Source passage:
----
Various factors may account for bone tunnel widening, including both biological and biomechanical considerations. Biological factors may include local bone necrosis from drilling, immune response to the allograft tendon, and the presence of catabolic and inflammatory cytokines in the postsurgical joint. The biomechanical environment at the graft-bone interface will also affect the local biological events, with increased graft-tunnel motion at the aperture postulated to play a role.[46] A major weakness in our animal model was that we used an outside-in screw insertion technique, which might have had lower stiffness compared with true “aperture” fixation and contributed to greater graft-tunnel motion at the apertures.

Strengths and Limitations

To our knowledge, this is the first large animal study using contemporary fixation methods comparing µCT findings for bone adjacent to ACL bone tunnels that have been treated with orthobiologics. A strength of this study is the comprehensive analysis of both femoral and tibial tunnels, along with an analysis of segments to clarify spatial changes to examine tunnel sclerosis.

Nevertheless, this preclinical sheep model has significant limitations, and the results of an ovine model cannot be directly extrapolated to the human clinical situation. First, there are differences in BMD between humans and sheep,[1] with the sheep tibia having only a small amount of cancellous bone between the joint surface and the medullary canal, especially in the tibia. This is significant because BMD affects soft tissue graft fixation.[26] Second, as our sheep were freely weightbearing, it was not possible to control the effects of mechanical loading in this sheep model.[20,34] Another limitation is that full characterization of the PRP and BMSCs was not fully reported and did not fulfill recently published reporting standards.[6,28] In addition, analysis was conducted at only 1 time point, and tunnel widening may continue to develop over a longer period.[4,41] A superior study design would include multiple time points of analysis, including earlier and later time points, which would allow changes to be tracked over time. The 12-week time point for analysis was specifically chosen because animal studies have indicated that pullout of the tendon graft from the bone tunnel can occur up to this point.[11,25,39] The relatively small number of animals per group may have resulted in type II error.

It is also possible that orthobiologics might have had a beneficial effect at the tendon-bone interface that was not detected on µCT. For instance, regeneration of a morphologically superior “direct-type” insertion better resembling the ACL insertion may have occurred. Furthermore, the effect of the biologic treatments on the biomechanical properties of the graft, such as pullout strength, was not examined. Hence, determining the effect of orthobiologics on biomechanical and histological outcomes, including at the collagen fibril level, represents an important area for future research and would provide an insight into the association between imaging and histological outcomes. Finally, to elucidate the effects of fibrin glue more clearly, a better study design would have included an additional group in which applied fibrin glue was applied without MSCs.

Conclusion

Bone healing in ACL femoral bone tunnels in a tendon allograft ACLR model was most enhanced by DBM. No orthobiologic treatment led to a reduction in bone tunnel widening. Sclerosis of the tunnel wall was common across all groups and correlated with tunnel widening in the midportion of the femoral tunnel.
----
Entries supplied:
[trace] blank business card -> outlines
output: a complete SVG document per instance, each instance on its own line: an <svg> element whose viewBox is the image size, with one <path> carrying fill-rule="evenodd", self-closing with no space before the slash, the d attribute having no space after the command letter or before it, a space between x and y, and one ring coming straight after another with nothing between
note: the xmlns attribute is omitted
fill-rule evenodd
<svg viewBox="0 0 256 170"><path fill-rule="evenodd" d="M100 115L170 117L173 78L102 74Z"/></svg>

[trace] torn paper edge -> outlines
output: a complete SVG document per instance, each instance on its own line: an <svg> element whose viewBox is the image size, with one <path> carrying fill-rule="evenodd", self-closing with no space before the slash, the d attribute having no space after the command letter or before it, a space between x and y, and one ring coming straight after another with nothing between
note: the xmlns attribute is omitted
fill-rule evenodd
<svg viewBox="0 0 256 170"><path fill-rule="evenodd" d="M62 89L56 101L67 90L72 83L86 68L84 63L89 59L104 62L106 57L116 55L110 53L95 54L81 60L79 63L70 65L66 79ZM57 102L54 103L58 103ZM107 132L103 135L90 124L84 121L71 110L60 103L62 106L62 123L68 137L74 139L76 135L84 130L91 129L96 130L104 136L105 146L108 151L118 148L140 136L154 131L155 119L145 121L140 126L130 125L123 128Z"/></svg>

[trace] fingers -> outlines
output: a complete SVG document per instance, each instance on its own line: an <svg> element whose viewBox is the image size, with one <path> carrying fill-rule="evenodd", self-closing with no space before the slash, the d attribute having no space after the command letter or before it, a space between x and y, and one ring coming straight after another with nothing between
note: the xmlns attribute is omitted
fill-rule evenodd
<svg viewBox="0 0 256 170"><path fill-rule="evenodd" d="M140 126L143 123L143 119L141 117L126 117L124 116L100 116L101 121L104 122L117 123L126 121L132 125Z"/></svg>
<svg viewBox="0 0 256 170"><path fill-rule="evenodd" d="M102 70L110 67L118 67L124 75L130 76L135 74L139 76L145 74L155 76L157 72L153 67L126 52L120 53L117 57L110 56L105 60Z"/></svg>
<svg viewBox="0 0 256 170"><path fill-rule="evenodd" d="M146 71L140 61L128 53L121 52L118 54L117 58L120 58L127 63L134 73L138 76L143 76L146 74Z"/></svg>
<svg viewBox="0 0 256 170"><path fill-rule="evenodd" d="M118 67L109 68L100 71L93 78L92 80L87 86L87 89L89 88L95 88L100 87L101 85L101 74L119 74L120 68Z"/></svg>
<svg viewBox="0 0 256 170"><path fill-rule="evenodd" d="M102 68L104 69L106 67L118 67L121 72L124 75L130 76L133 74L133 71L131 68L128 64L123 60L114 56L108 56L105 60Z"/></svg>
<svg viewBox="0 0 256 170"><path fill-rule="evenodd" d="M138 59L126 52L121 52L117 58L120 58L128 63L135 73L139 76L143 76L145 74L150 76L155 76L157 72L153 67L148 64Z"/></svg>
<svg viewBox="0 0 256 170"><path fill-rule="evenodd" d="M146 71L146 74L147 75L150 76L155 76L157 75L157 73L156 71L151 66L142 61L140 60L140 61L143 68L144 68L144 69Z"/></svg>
----
Assignment 1:
From the passage on ACL bone tunnels, extract the text from "To our knowledge, this" up to and including "examine tunnel sclerosis.".
Assignment 2:
List the biological factors that the passage on ACL bone tunnels gives as possible causes of bone tunnel widening.
Assignment 3:
According to the passage on ACL bone tunnels, why was the 12-week time point chosen for analysis?

Written answer 1:
To our knowledge, this is the first large animal study using contemporary fixation methods comparing µCT findings for bone adjacent to ACL bone tunnels that have been treated with orthobiologics. A strength of this study is the comprehensive analysis of both femoral and tibial tunnels, along with an analysis of segments to clarify spatial changes to examine tunnel sclerosis.

Written answer 2:
- Local bone necrosis from drilling
- Immune response to the allograft tendon
- The presence of catabolic and inflammatory cytokines in the postsurgical joint

Written answer 3:
Animal studies have indicated that pullout of the tendon graft from the bone tunnel can occur up to that point.